AUSGEWÄHLTER TEXT →
<<<<
Nun ist weder den alten noch den neuen Syndikalisten entgangen, dass das Gros der Gewerkschaften von Rechtselementen beherrscht war, dass sich die Diktatur der kleinbürgerlichen Führer über die Massen, noch mehr als auf die Wahlgänge der sozialdemokratischen Pseudo-Parteien, auf die Gewerkschaftsbürokratie stützte. Also machten sich Gewerkschafter, und mit ihnen viele andere, die davon beseelt waren, gegen das reformistische Übel zu Felde zu ziehen, daran, neue gewerkschaftliche Organisationsformen zu suchen, und sie gründeten neue, von den traditionellen unabhängige Gewerkschaften. Dieser Notbehelf war praktisch so wirkungslos wie theoretisch falsch: man kam über das Grundkriterium der wirtschaftlichen Organisation (worin sich notwendig alle zusammenschließen, die sich aufgrund ihrer Stellung im Produktionsprozess in einer bestimmten Lage befinden, ohne dass von ihnen besondere politische Überzeugungen und besondere praktische Verpflichtungen, was auch große persönliche Opferbereitschaft einschließen kann, verlangt werden) nicht hinaus; ebenso wie man das Kriterium des „Produzenten“ arg strapazierte, was die engen Grenzen der „Berufsgruppe“ nicht zu sprengen vermag. Nein, den revolutionären Klassengeist kann allein die Klassenpartei wecken, die die ganze Palette der Bedingungen und Tätigkeiten des „Proletariers“ überblickt.
>>>>
ZU ERLEDIGENDE AUFGABE → Führen Sie den Text über Syndikalisten und Gewerkschaften im Anschluss an seinen letzten Satz weiter. Die Datensätze stehen in keinem Zusammenhang mit dem Text über Syndikalisten und Gewerkschaften.

BEREITGESTELLTE DATEN →
<<<<
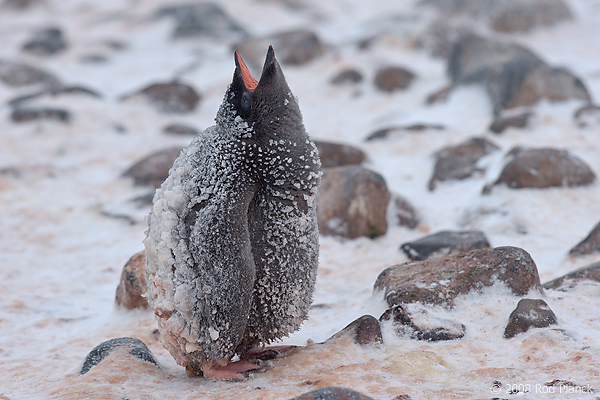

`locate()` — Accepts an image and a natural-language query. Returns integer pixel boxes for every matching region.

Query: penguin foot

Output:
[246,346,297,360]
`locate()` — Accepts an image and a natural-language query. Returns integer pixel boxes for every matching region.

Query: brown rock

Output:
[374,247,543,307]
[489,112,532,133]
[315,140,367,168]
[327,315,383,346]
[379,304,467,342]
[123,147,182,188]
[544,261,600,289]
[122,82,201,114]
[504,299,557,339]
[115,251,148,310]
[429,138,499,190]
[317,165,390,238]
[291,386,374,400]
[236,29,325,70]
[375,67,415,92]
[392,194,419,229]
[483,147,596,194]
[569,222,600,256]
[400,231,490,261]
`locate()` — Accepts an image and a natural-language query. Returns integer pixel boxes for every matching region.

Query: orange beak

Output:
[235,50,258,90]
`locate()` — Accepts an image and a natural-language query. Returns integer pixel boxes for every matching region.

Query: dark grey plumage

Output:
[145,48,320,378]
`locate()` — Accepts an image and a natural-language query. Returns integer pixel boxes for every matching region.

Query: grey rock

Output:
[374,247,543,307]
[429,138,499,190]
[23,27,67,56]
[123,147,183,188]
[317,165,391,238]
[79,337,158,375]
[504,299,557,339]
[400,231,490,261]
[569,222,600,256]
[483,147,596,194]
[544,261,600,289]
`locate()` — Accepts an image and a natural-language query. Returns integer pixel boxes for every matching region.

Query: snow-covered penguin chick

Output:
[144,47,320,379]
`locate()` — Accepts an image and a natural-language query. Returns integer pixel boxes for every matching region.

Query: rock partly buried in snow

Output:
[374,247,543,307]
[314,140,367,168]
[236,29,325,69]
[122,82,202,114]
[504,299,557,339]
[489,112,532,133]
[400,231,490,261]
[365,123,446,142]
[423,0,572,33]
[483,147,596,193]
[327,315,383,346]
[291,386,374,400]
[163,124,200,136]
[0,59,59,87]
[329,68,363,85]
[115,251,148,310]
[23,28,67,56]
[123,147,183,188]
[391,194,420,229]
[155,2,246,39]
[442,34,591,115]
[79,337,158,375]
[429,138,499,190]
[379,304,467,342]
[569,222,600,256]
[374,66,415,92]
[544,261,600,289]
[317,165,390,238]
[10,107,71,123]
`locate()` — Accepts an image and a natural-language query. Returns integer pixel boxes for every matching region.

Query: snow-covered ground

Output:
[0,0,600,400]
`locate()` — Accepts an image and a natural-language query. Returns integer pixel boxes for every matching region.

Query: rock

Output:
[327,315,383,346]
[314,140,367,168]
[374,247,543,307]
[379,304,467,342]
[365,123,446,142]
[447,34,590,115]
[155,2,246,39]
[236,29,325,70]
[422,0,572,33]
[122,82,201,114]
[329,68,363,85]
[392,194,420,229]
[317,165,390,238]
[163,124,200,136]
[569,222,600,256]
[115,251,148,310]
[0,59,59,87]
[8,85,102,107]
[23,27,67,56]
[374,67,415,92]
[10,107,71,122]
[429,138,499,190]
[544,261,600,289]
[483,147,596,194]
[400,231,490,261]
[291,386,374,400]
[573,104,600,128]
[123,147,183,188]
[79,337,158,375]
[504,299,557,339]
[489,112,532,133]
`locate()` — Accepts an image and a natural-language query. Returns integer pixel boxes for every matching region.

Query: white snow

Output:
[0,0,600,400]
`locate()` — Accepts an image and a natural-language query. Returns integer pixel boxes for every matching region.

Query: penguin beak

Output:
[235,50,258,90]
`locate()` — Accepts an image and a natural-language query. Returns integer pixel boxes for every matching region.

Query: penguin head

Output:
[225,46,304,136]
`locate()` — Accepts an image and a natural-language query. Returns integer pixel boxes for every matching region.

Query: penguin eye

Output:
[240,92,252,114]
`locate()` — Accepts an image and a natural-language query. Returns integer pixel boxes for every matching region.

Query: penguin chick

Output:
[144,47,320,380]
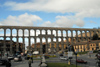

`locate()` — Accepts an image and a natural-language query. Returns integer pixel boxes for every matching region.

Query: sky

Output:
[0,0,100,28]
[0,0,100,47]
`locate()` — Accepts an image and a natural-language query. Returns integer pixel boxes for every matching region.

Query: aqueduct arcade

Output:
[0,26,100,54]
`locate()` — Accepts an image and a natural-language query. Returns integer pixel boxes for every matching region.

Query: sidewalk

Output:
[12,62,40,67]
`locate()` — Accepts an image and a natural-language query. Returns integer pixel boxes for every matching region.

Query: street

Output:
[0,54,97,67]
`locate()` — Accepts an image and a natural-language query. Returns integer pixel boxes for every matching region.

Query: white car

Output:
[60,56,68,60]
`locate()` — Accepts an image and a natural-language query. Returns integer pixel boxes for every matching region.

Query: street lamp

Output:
>>>>
LÖSUNG DER AUFGABE →
Man sucht noch immer nach solchen Rezepten. Eine völlig verfehlte Auslegung des marxistischen Determinismus, eine bornierte Vorstellung von der Rolle, die die letztlich von ökonomischen Faktoren determinierten Bewusstseins- und Willensfaktoren bei der Herausbildung der revolutionären Kräfte spielen, lässt viele ein „mechanisches“ Organisationssystem anvisieren, worin die Masse, entsprechend der Stellung der einzelnen in der Produktion, ich möchte fast sagen, automatisch zusammengefasst würde. Man glaubt, die Masse würde sich dann unweigerlich für die Revolution in Bewegung zu setzen und dabei größte revolutionäre Schlagkraft entwickeln. Es taucht wieder die Illusion auf, dass sich durch eine Organisationsform, die die alte Frage des Widerspruchs zwischen den begrenzten und graduellen Errungenschaften und der höchsten Verwirklichung des revolutionären Programms löst, die tägliche, unmittelbare Bedürfnisbefriedigung direkt mit dem Endresultat des Umsturzes des gesellschaftlichen Systems verknüpfen ließe. Doch, wie die Mehrheit der KPD in einer ihrer Resolutionen richtig feststellte (als diese Fragen in Deutschland besonders akut waren und in der Folge zur Abspaltung der KAPD führten): Die Revolution ist keine Frage der Organisationsform.

Die Revolution braucht einen Organismus aktiver und positiver Kräfte, die durch Lehre und Zielsetzung gebündelt werden. Breite Schichten und zahllose Individuen, die der Klasse, in deren Interesse die Revolution siegen wird, materiell angehören, befinden sich außerhalb dieser zusammengeballten Kraft. Aber die Klasse lebt, kämpft, geht voran und siegt durch das Werk jener Kräfte, die sie in den Geburtswehen der Geschichte aus ihrem Schoss herausgepresst hat. Die Keimzelle der Klasse ist die unmittelbare Gleichartigkeit der wirtschaftlichen Bedingungen, und dies erscheint als erste Triebkraft zur Überwindung, zur Zerschlagung des bestehenden Produktionssystems. Um aber diese großartige Aufgabe zu erfüllen, braucht sie ihre Lehre, ihre kritische Methode, ihren Willen, die darauf gerichtet sind, das einzulösen, was Analyse und Kritik vorweggenommen haben, braucht sie ihre Kampforganisation, die die Anstrengungen und Opfer so kanalisiert und einsetzt, dass die größtmögliche Wirkung erzielt wird. Und in all dem besteht das Dasein der Partei.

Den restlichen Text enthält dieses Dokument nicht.